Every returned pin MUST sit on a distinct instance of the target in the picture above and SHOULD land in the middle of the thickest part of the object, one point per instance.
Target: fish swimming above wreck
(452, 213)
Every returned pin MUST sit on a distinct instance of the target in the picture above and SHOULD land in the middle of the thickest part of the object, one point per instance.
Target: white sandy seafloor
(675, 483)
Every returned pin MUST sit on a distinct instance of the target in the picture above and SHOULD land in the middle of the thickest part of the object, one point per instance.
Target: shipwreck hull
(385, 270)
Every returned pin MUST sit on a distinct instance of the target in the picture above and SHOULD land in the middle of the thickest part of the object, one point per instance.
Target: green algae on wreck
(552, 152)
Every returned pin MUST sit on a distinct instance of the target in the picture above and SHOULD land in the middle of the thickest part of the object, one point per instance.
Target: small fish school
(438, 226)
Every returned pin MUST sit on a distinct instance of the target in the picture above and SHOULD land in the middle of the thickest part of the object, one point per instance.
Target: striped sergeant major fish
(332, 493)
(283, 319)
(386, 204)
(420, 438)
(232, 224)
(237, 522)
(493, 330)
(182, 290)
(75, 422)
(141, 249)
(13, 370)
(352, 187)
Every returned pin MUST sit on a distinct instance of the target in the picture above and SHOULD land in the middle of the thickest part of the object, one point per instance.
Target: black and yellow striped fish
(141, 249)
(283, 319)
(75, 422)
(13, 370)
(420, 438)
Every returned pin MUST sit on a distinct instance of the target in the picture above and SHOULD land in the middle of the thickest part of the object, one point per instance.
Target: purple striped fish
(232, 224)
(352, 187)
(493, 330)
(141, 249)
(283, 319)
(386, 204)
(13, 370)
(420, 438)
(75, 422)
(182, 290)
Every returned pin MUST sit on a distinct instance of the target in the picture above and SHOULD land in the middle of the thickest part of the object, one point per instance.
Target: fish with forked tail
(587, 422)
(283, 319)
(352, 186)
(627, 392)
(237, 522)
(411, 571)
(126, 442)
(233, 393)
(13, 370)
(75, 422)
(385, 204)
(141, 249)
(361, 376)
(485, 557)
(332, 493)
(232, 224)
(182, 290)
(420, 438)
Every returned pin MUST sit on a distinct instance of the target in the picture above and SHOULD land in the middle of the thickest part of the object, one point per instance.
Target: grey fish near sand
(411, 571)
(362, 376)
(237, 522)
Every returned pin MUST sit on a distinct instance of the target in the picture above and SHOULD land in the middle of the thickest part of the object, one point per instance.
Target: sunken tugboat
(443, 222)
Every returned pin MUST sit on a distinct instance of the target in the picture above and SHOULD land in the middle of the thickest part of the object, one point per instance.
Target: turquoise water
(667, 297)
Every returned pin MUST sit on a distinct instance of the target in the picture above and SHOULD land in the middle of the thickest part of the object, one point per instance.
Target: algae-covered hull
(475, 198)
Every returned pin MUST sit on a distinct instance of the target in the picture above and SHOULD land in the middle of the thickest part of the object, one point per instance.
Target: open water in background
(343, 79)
=-=-=
- [EXERCISE PROMPT]: Here, the records must be output exactly and in full.

- [ANSWER BOX]:
Every returned pin MUST sit on a distinct instance of the target in the picture above and SHOULD land in the middle of the thickest part of the object, one point per instance.
Target: fish swimming above wreck
(452, 213)
Every returned pin MUST sit on a distinct instance of the target in the picture above and SHOULD land in the middle of the thickest part of the object, one point per instance.
Target: white sandy seafloor
(675, 483)
Every returned pin MUST sit on a distinct instance of the target in the picture above and SHOULD land in the middle of the thickest part of the object, one point per instance.
Target: shipwreck hull
(385, 270)
Every returned pin MUST sit on a distinct instance of the target in the picture above and SHOULD land in the middle of the thickest part of the object, one point per instance.
Target: green algae on wreck
(552, 152)
Every returned pin MUST sit on a distinct instance of the target in the picture above and SHOULD land in the middle of the thickest part of the object, one point per instance.
Target: small fish school
(438, 226)
Every returned pin MUST sit on a distinct instance of the target in the picture above and SHOULD land in the middle of the thickest part of the object, one point per instance.
Target: striped sergeant major fish
(332, 493)
(283, 319)
(386, 204)
(420, 438)
(232, 224)
(237, 522)
(493, 330)
(182, 290)
(75, 422)
(141, 249)
(13, 370)
(352, 187)
Every returned pin MUST sit on a distinct instance of the target in the picture above and SHOULD land in the middle of the thickest part of the object, one point per instance.
Target: black and yellow striped fish
(141, 249)
(283, 319)
(75, 422)
(13, 370)
(420, 438)
Every returned pin MUST sit on a distinct instance of the target in the picture above and SHOULD land in the middle of the thickest part of the object, one point per instance.
Target: purple striped fish
(232, 224)
(352, 187)
(493, 330)
(141, 249)
(283, 319)
(386, 204)
(13, 370)
(420, 438)
(75, 422)
(182, 290)
Every returned pin MUST sit on a distinct instance of the target in the picture above and SHOULD land in the middle of the thickest part of the object, one point per instance.
Target: fish with forked tail
(587, 422)
(283, 319)
(352, 186)
(627, 392)
(237, 522)
(411, 571)
(126, 442)
(233, 393)
(13, 370)
(75, 422)
(385, 204)
(141, 249)
(361, 376)
(485, 557)
(332, 493)
(232, 224)
(182, 290)
(420, 438)
Every returned pin MUST sit on a distinct instance of the target in the picture above and SHOULD land in the middle of the thickest part of the object, one point per instance.
Target: grey fish near sand
(411, 571)
(362, 376)
(237, 522)
Every returned pin MUST sit on a distinct instance of the target in the picture above and SHOULD land in the middle of the thickest part of the object, one point per instance.
Target: sunken tugboat
(443, 222)
Every returned pin MUST sit on a distinct instance of the target in the picture above and SHOULD land in the middle of the thickest part of the object, one point per instance.
Target: turquoise water
(667, 297)
Every returned pin MUST sit on a distinct instance of the target in the picture above and SHOULD land in the middle of the thickest part of the object, one point per instance.
Target: algae-covered hull
(475, 198)
Every returned pin MUST sit on a distinct instance of the target in the picture above and SHOULD land in the middle of the thickest part of the object, one point per instance.
Target: open water in background
(343, 79)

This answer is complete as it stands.